> **Provided data**:
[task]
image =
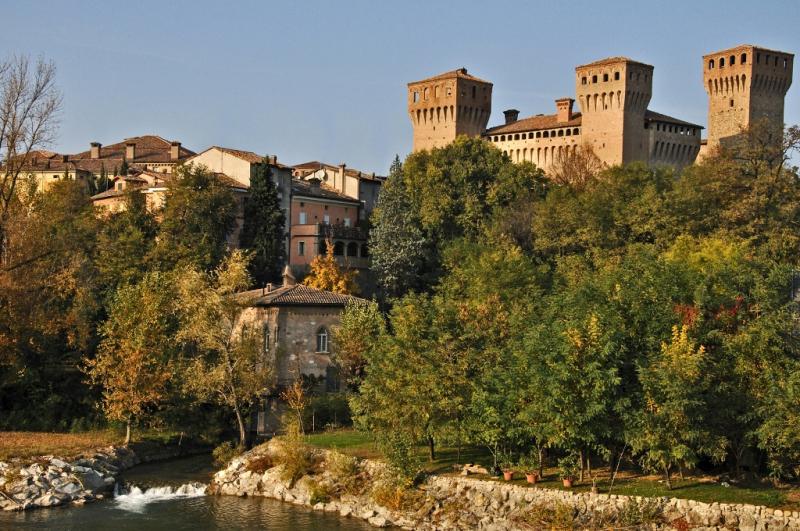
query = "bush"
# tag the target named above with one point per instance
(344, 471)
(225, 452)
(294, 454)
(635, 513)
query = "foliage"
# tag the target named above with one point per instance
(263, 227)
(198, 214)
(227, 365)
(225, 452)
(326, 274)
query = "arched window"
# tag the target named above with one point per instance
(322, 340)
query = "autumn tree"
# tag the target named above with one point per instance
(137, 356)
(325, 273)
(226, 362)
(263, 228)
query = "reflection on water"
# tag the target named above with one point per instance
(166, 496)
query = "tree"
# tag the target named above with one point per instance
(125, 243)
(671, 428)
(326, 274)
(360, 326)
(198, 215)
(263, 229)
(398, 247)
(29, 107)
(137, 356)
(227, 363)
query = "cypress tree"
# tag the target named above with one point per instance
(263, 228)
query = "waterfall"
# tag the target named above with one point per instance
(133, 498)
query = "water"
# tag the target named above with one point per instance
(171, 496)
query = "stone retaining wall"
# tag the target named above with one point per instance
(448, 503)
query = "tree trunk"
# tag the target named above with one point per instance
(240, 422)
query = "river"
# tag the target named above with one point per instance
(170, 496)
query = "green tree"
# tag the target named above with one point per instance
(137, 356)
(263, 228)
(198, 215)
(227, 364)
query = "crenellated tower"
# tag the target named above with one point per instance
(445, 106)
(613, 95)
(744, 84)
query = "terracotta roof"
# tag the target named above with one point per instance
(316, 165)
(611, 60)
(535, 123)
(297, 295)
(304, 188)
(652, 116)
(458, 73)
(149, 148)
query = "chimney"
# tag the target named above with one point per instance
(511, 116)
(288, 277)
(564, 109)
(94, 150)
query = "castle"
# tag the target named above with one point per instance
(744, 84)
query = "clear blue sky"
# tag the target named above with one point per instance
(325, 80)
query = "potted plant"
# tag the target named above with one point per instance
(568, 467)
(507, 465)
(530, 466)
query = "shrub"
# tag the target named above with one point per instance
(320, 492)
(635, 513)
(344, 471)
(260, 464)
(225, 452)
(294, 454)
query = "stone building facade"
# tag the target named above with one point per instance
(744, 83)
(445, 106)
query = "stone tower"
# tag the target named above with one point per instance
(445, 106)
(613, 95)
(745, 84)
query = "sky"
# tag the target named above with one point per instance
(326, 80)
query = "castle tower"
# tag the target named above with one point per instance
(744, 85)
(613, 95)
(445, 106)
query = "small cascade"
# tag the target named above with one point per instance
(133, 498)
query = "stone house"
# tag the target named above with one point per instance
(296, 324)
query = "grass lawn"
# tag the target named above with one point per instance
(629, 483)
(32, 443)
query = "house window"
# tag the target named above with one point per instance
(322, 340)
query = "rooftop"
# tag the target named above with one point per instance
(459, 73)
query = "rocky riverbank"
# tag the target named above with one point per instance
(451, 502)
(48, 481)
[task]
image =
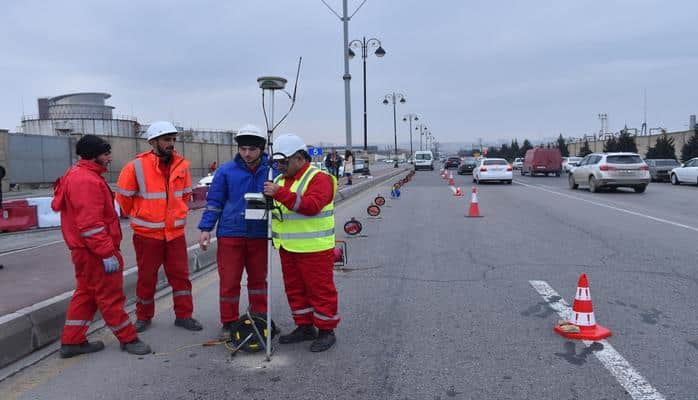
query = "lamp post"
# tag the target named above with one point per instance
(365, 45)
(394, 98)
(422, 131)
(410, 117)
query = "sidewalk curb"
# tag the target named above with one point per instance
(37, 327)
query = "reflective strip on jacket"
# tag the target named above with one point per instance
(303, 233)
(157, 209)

==

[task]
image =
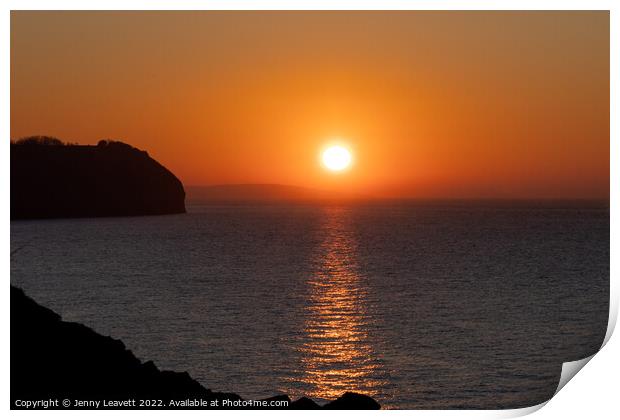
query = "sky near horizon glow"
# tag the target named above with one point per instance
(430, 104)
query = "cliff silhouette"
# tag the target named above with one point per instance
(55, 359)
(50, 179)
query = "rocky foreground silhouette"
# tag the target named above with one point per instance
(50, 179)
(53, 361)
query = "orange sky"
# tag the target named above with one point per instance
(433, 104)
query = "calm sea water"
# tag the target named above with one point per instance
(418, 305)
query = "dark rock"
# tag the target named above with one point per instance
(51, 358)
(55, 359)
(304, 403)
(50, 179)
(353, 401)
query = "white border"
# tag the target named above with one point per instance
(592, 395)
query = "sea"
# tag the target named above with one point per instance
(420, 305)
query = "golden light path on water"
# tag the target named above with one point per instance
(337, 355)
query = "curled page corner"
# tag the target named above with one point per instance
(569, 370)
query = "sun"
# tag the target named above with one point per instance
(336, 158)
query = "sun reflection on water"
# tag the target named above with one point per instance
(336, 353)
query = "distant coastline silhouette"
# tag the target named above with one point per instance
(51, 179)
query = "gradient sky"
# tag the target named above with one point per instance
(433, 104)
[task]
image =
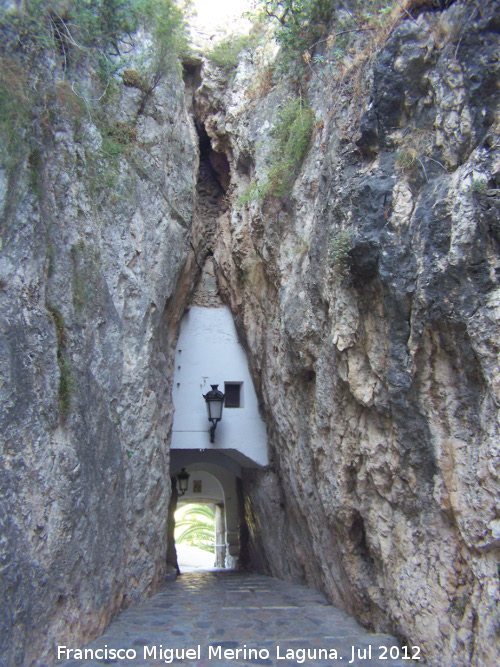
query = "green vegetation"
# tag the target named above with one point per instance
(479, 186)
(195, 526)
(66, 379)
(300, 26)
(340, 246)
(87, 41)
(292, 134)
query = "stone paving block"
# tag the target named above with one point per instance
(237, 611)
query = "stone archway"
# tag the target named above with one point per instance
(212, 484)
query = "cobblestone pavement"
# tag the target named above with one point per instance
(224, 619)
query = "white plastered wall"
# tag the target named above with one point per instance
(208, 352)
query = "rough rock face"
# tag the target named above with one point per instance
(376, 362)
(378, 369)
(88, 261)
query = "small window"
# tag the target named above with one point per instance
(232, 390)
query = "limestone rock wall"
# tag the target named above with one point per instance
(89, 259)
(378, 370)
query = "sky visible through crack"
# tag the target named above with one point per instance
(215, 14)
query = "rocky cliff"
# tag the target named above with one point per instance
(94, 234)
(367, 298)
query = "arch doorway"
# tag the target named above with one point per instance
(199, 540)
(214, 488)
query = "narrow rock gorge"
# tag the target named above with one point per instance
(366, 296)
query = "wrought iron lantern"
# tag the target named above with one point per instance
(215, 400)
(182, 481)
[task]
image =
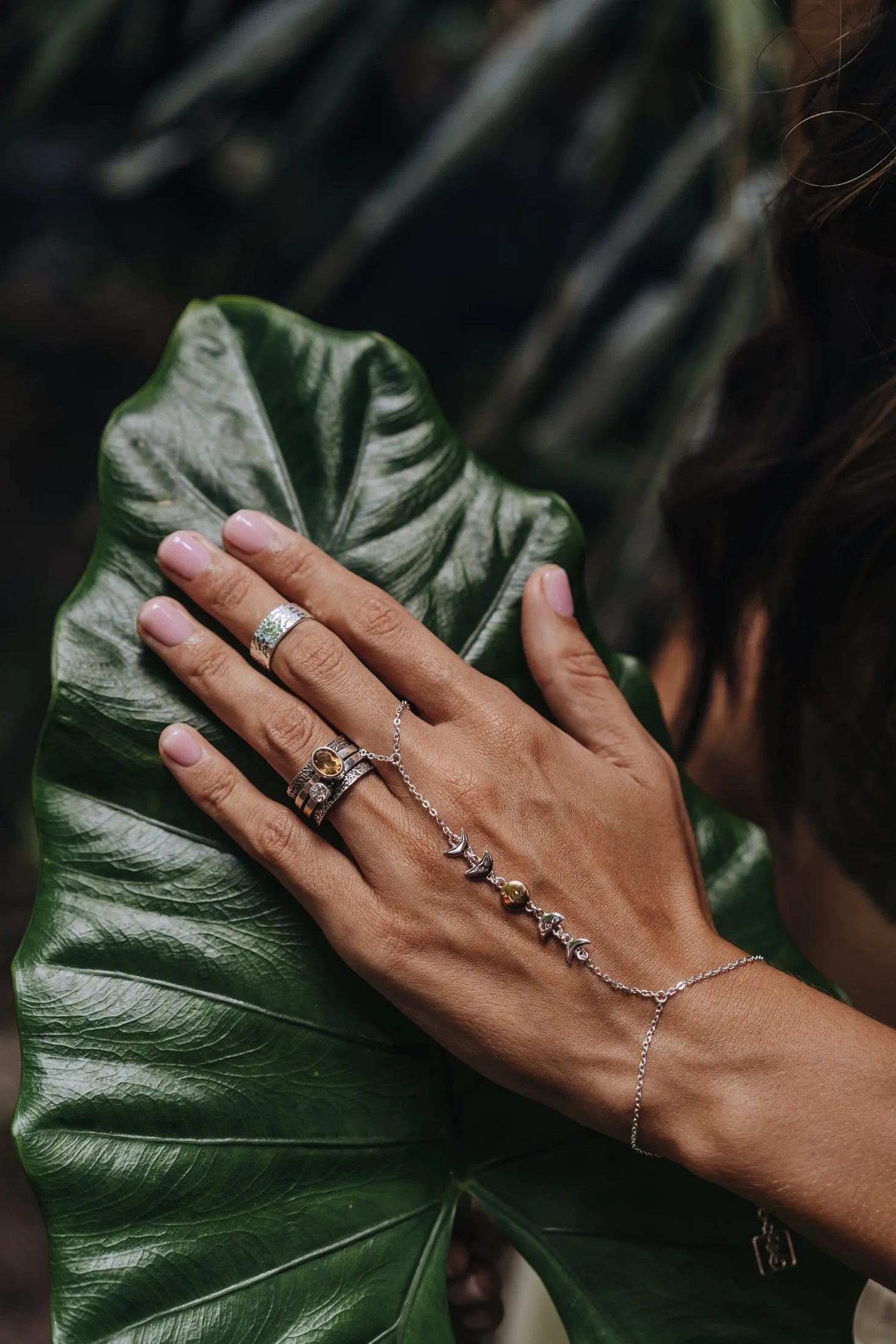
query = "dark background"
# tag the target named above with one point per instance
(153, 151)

==

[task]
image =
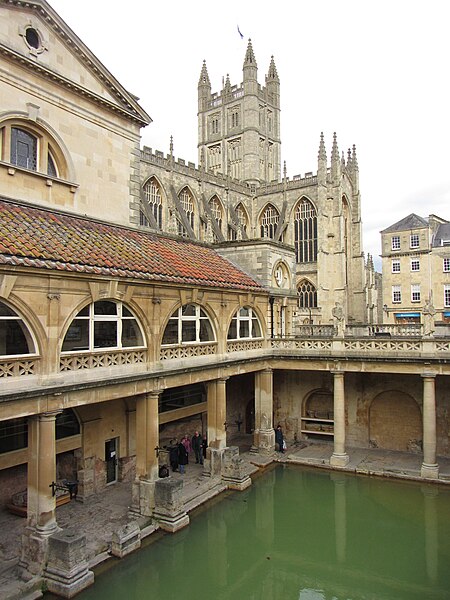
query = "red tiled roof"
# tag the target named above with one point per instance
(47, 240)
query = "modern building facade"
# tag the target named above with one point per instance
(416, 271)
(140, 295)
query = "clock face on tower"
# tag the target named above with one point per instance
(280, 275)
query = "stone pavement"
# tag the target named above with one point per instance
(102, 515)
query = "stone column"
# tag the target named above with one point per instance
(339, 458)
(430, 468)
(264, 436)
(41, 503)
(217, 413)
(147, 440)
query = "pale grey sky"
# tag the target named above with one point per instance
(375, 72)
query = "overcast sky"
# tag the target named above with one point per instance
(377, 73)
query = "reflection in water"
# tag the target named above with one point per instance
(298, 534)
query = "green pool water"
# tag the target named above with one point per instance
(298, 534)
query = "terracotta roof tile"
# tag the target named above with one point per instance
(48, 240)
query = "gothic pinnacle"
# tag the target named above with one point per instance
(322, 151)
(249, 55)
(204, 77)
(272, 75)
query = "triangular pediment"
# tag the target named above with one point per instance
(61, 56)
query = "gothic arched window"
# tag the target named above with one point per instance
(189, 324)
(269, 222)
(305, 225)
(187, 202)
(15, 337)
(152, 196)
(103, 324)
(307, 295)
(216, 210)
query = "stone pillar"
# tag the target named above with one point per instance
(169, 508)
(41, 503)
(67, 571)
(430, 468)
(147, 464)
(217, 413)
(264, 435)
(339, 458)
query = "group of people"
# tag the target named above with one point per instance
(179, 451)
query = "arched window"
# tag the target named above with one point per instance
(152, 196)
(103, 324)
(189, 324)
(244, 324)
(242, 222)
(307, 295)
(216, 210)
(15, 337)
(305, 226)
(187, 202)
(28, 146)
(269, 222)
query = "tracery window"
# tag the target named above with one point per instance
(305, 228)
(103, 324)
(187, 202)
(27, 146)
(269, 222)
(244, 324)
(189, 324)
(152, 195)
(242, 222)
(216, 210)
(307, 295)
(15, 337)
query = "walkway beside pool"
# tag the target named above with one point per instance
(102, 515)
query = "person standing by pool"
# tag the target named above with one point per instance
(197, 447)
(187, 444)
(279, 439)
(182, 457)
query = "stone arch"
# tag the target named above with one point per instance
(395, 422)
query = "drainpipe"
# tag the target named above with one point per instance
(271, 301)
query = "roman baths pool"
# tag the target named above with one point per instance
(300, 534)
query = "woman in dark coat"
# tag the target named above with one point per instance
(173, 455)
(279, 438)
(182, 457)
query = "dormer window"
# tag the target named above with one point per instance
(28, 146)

> **Task brief**: Pull out every line of the records above that contains the string "tree" and copy each of those lines in full.

> **Result of the task**:
query = "autumn tree"
query = "tree"
query = "cypress tree"
query = "tree trunk"
query = "green tree"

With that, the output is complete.